■ EXERCISE DETAILS
State how many lines in the following entries hold the word "pilaster". The reply is that number only.

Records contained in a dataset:
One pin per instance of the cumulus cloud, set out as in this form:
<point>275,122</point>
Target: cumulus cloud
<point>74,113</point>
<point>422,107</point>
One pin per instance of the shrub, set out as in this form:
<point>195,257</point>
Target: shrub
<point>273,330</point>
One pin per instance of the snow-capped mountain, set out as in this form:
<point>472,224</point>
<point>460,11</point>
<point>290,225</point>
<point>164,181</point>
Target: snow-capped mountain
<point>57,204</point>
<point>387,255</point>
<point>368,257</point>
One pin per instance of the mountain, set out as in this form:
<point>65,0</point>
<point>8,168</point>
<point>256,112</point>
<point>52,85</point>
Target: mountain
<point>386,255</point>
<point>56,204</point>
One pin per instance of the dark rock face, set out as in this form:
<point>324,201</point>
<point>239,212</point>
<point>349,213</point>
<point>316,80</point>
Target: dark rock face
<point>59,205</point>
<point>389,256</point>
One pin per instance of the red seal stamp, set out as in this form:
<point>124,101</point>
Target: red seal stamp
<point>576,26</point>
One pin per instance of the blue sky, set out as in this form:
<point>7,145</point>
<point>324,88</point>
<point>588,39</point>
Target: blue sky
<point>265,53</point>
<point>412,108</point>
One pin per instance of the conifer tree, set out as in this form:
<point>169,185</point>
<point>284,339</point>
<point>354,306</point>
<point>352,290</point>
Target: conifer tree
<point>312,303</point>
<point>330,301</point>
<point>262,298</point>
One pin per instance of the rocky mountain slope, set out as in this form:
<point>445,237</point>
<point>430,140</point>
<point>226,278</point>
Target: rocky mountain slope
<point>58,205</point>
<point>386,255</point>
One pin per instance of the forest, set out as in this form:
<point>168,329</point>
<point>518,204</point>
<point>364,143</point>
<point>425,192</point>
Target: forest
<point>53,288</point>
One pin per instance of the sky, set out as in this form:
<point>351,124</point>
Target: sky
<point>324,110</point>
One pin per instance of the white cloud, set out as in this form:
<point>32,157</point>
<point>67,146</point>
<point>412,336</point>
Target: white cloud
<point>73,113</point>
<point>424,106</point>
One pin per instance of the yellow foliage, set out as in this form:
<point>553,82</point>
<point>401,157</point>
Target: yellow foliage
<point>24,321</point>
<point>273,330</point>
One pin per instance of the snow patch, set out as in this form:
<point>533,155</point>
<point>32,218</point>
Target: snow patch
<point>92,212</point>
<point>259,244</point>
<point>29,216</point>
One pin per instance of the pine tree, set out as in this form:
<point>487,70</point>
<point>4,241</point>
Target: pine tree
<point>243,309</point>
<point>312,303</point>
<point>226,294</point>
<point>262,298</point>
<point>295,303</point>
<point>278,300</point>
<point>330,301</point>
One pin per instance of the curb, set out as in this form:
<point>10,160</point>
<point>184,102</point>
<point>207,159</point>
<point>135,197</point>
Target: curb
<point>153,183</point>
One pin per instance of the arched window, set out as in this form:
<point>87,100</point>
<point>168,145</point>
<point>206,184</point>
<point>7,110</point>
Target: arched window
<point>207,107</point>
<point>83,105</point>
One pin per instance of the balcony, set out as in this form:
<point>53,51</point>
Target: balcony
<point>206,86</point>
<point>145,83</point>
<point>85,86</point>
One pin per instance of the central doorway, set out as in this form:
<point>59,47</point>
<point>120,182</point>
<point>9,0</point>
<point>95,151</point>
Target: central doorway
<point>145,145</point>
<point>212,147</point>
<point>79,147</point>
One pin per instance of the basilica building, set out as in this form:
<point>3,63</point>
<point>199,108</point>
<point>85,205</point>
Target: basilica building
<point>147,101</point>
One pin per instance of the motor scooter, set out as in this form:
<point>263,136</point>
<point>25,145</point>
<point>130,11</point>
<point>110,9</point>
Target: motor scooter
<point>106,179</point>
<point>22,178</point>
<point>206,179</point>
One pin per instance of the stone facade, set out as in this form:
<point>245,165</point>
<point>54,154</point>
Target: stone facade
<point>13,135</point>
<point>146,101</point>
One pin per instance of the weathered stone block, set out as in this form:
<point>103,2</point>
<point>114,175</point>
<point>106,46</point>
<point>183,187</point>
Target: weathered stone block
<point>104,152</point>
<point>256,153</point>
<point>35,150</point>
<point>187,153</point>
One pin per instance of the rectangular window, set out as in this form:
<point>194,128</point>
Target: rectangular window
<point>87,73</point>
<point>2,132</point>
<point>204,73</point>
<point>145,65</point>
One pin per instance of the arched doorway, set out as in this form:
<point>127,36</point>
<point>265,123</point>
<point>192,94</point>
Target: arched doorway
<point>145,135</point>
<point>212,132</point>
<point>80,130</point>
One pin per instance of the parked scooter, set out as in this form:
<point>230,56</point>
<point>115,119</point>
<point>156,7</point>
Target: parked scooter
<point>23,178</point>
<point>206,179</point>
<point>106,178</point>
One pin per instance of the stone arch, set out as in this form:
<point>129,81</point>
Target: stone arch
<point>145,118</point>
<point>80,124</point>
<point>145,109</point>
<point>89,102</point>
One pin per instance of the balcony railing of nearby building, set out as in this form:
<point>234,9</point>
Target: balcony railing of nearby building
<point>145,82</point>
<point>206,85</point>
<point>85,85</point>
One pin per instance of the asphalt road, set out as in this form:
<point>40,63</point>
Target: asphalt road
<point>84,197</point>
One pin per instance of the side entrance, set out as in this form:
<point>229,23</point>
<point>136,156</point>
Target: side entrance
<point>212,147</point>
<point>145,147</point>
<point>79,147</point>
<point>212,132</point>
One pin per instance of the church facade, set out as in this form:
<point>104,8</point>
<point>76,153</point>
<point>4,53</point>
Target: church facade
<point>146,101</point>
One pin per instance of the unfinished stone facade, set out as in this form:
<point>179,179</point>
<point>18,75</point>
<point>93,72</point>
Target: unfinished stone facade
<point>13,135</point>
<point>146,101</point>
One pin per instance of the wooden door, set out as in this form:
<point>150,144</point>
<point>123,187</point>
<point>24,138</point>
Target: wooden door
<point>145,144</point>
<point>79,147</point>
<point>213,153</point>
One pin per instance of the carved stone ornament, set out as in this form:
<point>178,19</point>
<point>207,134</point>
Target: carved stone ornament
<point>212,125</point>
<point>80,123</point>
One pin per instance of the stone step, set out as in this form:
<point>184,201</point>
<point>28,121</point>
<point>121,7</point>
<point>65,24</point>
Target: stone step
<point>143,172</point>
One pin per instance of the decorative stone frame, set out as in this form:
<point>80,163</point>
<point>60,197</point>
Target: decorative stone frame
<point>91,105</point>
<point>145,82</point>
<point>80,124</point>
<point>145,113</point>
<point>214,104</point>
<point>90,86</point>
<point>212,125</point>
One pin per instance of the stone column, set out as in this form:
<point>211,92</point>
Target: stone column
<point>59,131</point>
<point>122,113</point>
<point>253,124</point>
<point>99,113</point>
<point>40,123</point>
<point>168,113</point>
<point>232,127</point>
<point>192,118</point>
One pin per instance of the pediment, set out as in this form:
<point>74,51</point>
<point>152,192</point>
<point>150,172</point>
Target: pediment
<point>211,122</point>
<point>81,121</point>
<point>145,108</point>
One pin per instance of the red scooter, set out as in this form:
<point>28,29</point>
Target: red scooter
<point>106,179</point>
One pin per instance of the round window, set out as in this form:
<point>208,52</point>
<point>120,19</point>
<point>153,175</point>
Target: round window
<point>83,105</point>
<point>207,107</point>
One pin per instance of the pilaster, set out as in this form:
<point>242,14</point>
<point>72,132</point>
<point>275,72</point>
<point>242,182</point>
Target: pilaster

■ ANSWER TO THIS PROBLEM
2